Document extract.

* * * * *

Many Rhode Islanders are paying off student loans that average more than $31,000, one of the highest student debt burdens in the nation. As we continue our series Paying for It: Rhode Islanders Struggle With Student Debt, we look at what happens when those loans are too much to handle.
Rhode Island Public Radio’s Education reporter Elisabeth Harrison met Allison Dean at her house on a quiet street in Warwick, sandwiched between the airport and Narragansett Bay.
In her small, yellow kitchen, Allison Dean riffles through a stack of bills on the counter next to the coffee machine.
“Here’s some of my mortgage stuff that keeps changing. So I need to call them,” said Dean.
Dean is a thin and blond with spiky hair, who is raising three young boys, and she has struggled recently to make mortgage payments because of some unexpected medical expenses. Money is often tight.
“I worry constantly about money," Dean said. "I worry about the mortgage, I worry about my kids, I worry about just all our finances."
Dean has a bachelor’s degree in social work and makes a living counseling families who are applying for college financial aid. She tells them to look everywhere for scholarships and negotiate with colleges to reduce the amount they have to borrow, and she speaks from personal experience. Dean and her ex-husband borrowed about $65,000 for college and graduate school.

* * * * *

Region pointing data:
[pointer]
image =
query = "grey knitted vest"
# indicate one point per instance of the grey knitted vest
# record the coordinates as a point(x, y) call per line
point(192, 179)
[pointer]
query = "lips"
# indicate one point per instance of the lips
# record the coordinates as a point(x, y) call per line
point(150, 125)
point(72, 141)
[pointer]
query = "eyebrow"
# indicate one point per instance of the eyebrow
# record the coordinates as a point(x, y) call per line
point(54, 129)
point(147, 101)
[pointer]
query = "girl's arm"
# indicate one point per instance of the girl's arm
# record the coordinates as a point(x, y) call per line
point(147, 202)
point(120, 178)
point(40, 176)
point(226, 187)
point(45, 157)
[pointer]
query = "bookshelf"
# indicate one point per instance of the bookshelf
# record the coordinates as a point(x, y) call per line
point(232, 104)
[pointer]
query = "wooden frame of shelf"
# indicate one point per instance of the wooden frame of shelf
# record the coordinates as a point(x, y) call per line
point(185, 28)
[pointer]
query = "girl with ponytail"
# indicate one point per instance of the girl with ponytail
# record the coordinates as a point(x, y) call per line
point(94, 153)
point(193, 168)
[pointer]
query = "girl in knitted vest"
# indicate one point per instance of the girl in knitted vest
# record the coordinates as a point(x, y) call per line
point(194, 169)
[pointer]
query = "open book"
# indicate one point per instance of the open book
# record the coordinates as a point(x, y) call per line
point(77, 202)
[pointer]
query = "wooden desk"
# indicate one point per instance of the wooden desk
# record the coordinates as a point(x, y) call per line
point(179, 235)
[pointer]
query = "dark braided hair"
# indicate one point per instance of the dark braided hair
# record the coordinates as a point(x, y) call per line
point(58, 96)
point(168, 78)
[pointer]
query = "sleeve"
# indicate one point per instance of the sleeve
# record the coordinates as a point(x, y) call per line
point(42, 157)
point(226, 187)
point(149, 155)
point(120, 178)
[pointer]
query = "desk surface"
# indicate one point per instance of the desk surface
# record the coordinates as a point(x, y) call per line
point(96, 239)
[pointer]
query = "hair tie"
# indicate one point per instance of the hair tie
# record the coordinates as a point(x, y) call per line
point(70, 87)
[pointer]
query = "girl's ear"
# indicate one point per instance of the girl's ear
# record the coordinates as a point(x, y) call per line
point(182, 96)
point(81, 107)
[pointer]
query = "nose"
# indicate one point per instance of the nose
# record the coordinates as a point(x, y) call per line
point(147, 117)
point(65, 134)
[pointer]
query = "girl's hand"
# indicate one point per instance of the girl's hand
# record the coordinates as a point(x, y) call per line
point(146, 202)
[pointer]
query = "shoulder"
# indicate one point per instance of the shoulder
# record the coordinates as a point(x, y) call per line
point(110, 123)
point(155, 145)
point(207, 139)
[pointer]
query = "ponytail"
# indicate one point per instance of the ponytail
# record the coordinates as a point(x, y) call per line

* * * * *

Required work.
(A) In the student debt piece, give again the part that opens with the words containing "In her small, yellow" and closes with "is often tight.", swapping "kitchen" for "dining room".
(B) According to the student debt piece, why has Allison Dean recently struggled to make her mortgage payments?
(C) In the student debt piece, about how much did Dean and her ex-husband borrow for college and graduate school?

Solutions per task.
(A)
In her small, yellow dining room, Allison Dean riffles through a stack of bills on the counter next to the coffee machine.
“Here’s some of my mortgage stuff that keeps changing. So I need to call them,” said Dean.
Dean is a thin and blond with spiky hair, who is raising three young boys, and she has struggled recently to make mortgage payments because of some unexpected medical expenses. Money is often tight.

(B) Unexpected medical expenses made it hard for her to keep up with her mortgage payments.

(C) About $65,000.